YOUR GOAL:
Update the records starting with the line that contains "the car rear window" and going on through the end of the records, changing "license plate" to "registration plate" and keeping everything else the same. Give only those lines.

SOURCE DATA:
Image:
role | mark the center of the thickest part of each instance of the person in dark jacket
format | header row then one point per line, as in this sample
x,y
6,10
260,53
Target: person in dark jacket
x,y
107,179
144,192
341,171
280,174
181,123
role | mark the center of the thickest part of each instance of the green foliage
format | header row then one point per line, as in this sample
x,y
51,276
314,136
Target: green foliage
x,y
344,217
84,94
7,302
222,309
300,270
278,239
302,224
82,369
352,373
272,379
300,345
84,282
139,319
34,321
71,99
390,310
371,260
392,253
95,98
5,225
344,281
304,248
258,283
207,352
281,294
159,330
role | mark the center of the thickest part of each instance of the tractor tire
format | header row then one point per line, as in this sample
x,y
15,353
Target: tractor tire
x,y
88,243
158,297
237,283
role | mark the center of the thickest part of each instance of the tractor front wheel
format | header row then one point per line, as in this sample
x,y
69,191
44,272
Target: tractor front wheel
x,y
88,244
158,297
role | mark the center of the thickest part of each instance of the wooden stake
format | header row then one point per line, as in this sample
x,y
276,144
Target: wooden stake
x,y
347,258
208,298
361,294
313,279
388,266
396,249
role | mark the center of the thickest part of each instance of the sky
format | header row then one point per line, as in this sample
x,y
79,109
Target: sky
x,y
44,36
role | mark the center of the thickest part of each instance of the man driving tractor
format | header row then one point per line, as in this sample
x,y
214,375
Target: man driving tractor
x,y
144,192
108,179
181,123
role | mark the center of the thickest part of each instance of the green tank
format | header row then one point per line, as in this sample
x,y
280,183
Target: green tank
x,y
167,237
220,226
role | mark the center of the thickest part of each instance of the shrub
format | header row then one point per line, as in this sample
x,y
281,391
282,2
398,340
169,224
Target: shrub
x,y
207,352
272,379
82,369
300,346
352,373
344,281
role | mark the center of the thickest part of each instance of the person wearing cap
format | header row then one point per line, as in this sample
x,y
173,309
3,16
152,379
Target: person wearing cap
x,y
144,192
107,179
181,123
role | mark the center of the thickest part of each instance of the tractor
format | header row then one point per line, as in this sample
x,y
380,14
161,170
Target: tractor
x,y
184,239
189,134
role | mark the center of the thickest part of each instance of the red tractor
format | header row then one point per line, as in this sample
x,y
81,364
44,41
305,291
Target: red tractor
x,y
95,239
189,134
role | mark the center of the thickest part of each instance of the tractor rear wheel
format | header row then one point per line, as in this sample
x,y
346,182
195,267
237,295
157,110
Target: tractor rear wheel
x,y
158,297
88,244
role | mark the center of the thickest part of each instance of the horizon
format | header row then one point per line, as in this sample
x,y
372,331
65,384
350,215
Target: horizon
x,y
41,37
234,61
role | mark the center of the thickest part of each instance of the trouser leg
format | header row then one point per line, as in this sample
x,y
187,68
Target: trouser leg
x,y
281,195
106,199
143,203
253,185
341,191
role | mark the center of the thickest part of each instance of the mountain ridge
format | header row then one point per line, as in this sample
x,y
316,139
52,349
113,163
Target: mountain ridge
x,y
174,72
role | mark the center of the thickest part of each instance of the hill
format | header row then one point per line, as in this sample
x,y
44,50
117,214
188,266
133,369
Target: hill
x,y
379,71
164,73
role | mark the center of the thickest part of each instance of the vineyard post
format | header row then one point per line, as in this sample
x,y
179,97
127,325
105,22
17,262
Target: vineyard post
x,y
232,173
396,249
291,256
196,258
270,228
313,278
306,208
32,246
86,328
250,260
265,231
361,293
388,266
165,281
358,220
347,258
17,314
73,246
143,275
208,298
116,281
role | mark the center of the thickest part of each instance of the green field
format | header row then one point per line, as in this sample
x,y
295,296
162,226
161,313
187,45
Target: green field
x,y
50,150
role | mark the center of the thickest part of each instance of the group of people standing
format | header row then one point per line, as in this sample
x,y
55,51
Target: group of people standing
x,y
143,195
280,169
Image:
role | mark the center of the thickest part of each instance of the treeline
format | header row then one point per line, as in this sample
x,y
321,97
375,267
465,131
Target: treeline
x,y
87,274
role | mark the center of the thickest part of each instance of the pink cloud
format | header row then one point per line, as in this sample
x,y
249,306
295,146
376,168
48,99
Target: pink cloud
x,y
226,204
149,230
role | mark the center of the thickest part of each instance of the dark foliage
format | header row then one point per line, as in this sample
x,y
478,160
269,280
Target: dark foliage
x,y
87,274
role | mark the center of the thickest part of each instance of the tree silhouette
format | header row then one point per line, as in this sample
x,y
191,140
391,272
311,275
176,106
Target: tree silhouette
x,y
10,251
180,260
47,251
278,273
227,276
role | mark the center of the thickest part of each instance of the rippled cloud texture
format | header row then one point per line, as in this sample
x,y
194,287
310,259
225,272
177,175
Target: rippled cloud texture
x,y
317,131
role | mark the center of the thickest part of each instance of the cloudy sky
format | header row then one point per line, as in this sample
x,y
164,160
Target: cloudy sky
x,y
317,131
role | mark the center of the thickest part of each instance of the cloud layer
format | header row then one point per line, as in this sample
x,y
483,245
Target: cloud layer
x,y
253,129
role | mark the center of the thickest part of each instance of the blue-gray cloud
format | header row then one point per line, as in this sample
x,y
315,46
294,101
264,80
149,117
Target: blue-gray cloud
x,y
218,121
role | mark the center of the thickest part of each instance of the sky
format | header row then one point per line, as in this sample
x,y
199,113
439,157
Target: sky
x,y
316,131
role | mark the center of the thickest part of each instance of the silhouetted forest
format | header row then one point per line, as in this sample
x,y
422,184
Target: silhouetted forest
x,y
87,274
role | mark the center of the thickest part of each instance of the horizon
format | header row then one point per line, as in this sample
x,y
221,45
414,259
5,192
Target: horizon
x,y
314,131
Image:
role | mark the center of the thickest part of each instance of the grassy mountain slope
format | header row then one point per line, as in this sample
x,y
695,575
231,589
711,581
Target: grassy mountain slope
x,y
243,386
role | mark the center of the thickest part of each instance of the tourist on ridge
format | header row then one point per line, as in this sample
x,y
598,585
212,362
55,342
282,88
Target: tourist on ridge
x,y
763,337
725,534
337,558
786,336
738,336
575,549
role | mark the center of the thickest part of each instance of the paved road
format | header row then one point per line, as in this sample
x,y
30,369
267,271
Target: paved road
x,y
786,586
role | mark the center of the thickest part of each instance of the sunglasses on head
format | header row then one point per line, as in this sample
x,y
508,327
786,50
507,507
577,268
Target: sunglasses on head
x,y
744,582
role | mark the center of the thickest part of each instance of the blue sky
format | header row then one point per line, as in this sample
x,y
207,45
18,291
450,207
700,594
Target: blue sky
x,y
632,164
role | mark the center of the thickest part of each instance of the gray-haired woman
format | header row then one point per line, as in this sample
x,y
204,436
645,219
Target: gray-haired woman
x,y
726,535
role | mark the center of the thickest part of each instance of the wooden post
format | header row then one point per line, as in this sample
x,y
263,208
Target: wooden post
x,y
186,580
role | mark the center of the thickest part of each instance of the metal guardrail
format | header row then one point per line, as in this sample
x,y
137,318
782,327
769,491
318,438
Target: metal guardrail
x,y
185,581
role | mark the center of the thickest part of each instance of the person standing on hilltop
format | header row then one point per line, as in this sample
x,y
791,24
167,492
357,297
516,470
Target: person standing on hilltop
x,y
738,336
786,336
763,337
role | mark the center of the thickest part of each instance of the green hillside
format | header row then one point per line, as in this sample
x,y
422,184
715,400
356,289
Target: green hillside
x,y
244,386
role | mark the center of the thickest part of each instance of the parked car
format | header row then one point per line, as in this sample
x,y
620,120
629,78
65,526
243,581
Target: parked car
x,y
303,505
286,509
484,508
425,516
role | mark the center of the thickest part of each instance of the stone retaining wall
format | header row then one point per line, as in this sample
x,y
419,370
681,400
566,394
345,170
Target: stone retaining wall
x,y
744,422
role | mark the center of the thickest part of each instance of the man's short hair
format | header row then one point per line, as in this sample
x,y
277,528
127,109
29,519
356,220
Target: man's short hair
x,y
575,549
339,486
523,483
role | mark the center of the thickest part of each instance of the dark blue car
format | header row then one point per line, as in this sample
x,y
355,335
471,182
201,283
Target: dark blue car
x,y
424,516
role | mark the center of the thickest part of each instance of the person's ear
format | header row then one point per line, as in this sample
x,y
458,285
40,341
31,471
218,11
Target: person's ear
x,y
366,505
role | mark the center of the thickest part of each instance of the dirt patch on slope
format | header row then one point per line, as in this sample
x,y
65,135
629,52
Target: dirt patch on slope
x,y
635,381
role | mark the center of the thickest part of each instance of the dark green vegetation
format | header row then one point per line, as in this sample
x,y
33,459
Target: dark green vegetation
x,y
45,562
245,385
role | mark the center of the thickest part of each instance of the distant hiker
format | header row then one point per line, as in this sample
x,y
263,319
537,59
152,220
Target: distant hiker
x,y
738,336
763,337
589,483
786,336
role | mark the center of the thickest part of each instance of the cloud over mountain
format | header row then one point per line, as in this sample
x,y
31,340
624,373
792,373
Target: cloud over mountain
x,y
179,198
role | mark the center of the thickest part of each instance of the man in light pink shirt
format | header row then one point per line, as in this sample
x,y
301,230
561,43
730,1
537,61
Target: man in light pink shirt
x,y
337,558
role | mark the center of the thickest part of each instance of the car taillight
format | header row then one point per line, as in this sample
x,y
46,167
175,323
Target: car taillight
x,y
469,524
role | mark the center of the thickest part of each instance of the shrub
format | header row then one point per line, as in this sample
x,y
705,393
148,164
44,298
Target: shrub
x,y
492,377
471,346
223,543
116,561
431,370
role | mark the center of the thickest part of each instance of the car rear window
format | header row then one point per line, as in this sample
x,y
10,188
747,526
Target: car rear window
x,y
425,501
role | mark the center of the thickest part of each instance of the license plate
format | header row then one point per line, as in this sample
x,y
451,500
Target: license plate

SOLUTION FOR THIS PROBLEM:
role | mark the center of the thickest part of each instance of the car rear window
format | header row then one point per line, as in this sample
x,y
10,188
747,526
Target: car rear window
x,y
425,501
role | mark the center of the thickest part of each instance of the registration plate
format | header row then one point per line, as in this sample
x,y
451,500
Target: registration plate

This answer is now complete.